Give every entry again, word for word.
** START Material provided **
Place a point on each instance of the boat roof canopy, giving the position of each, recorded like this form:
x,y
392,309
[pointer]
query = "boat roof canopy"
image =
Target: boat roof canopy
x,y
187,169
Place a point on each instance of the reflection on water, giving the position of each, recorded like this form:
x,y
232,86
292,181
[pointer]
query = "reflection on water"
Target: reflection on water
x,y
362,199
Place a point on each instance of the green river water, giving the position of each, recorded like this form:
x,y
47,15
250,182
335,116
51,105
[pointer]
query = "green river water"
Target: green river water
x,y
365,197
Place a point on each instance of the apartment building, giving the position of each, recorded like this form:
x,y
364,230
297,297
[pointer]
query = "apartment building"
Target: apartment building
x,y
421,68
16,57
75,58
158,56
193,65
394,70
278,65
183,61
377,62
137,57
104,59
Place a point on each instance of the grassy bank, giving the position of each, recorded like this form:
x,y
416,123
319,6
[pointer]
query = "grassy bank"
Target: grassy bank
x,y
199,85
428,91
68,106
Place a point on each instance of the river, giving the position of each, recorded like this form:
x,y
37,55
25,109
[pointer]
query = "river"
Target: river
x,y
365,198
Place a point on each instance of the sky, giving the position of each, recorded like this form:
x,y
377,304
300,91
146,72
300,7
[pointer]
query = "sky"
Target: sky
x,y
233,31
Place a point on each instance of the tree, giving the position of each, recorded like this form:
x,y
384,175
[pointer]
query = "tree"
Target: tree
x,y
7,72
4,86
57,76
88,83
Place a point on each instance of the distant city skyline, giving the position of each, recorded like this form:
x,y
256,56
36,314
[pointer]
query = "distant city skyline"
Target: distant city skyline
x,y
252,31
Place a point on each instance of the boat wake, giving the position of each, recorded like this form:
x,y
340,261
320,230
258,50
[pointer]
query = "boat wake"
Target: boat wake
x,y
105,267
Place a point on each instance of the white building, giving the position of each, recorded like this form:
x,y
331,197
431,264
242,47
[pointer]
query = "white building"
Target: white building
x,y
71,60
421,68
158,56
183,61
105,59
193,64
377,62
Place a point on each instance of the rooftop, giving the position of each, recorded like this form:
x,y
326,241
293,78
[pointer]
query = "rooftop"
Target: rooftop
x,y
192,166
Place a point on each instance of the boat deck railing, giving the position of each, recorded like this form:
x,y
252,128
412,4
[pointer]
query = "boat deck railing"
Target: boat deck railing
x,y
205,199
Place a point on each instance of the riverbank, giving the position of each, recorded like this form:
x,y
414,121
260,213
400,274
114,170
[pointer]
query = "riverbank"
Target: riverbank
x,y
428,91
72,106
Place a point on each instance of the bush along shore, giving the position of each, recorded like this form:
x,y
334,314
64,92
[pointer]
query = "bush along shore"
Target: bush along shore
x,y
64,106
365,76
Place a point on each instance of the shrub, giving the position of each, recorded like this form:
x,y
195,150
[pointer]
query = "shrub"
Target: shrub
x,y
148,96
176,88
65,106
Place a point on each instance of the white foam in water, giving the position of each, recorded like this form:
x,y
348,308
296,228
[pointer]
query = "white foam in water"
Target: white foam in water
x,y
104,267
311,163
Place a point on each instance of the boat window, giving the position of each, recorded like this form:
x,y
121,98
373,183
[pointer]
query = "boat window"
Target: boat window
** END Material provided **
> _Result for this task_:
Place a point on each instance of the boat roof canopy, giving the position of each, recorded like this form:
x,y
392,309
[pointer]
query = "boat roof canopy"
image =
Target: boat roof canopy
x,y
187,169
Place a point on each instance of the reflection on water, giving the position of each, recorded like this form:
x,y
232,86
292,181
[pointer]
query = "reflection on water"
Target: reflection on water
x,y
362,199
Place a point on each instance of the green river water, giving the position of each, recorded like this form:
x,y
47,15
250,182
335,116
51,105
[pointer]
query = "green river water"
Target: green river water
x,y
365,197
Place a point on each instance of the apartment building, giving the position of each, recorded like this form:
x,y
364,230
297,297
[pointer]
query = "apartment building"
Target: apartment building
x,y
421,68
16,57
75,58
158,56
193,65
394,70
278,65
183,61
377,62
137,57
104,59
Place a point on each instance of the grassy bank, giving the position of each, recorded like this form:
x,y
416,123
319,6
[pointer]
query = "grassy bank"
Target: grassy bank
x,y
199,85
428,91
68,106
Place a point on each instance of the river, giving the position of each, recorded like this form:
x,y
37,55
25,109
[pointer]
query = "river"
Target: river
x,y
365,198
Place a point on each instance of the sky, giving the position of each, recorded like this form:
x,y
377,304
300,91
146,72
300,7
[pointer]
query = "sky"
Target: sky
x,y
233,31
Place a point on each instance of the tree, giving the position of each, recorded like this form:
x,y
384,175
[pointer]
query = "tree"
Target: tree
x,y
7,72
4,86
57,76
88,83
Place a point on each instance of the distant city skyline, giving the position of each, recorded like this form:
x,y
256,56
36,314
[pointer]
query = "distant city skyline"
Target: distant city skyline
x,y
252,31
Place a point on each instance of the boat wake, giving the position of each, recorded like this form:
x,y
340,261
320,230
258,50
[pointer]
query = "boat wake"
Target: boat wake
x,y
105,267
Place a point on each instance of the white building, giving the position of each, recorded like this form:
x,y
331,197
431,264
242,47
[pointer]
query = "white building"
Target: white building
x,y
71,60
421,68
158,56
183,61
105,59
193,64
377,62
Place a point on each instance of the rooftop, giving the position of each, recorded like this form:
x,y
326,241
293,78
[pointer]
query = "rooftop"
Target: rooftop
x,y
192,166
Place a point on each instance of the boat deck railing, giving the position of each, recorded like this form:
x,y
252,128
412,4
[pointer]
query = "boat deck railing"
Target: boat deck railing
x,y
205,199
Place a point on each instance of the riverbank, giving the position of each, recorded like this form:
x,y
414,121
260,213
400,274
114,170
[pointer]
query = "riverbank"
Target: riverbank
x,y
428,91
72,106
Place a point on each instance of the bush along shore, giving the position of each, recorded like this form:
x,y
334,314
64,92
[pointer]
query = "bush along shore"
Target: bush along shore
x,y
64,106
365,76
Place a point on each instance of the shrub, giving the position of each, recorded like this form:
x,y
195,150
[pointer]
query = "shrub"
Target: shrub
x,y
148,96
176,88
65,106
Place a point on each instance of the white foam in water, giving the position of each, recorded like this form:
x,y
348,308
296,228
[pointer]
query = "white foam in water"
Target: white foam in water
x,y
104,267
311,163
Place a point on each instance of the boat window, giving the position of each, recorded like this form:
x,y
121,98
373,183
[pointer]
query = "boat window"
Target: boat window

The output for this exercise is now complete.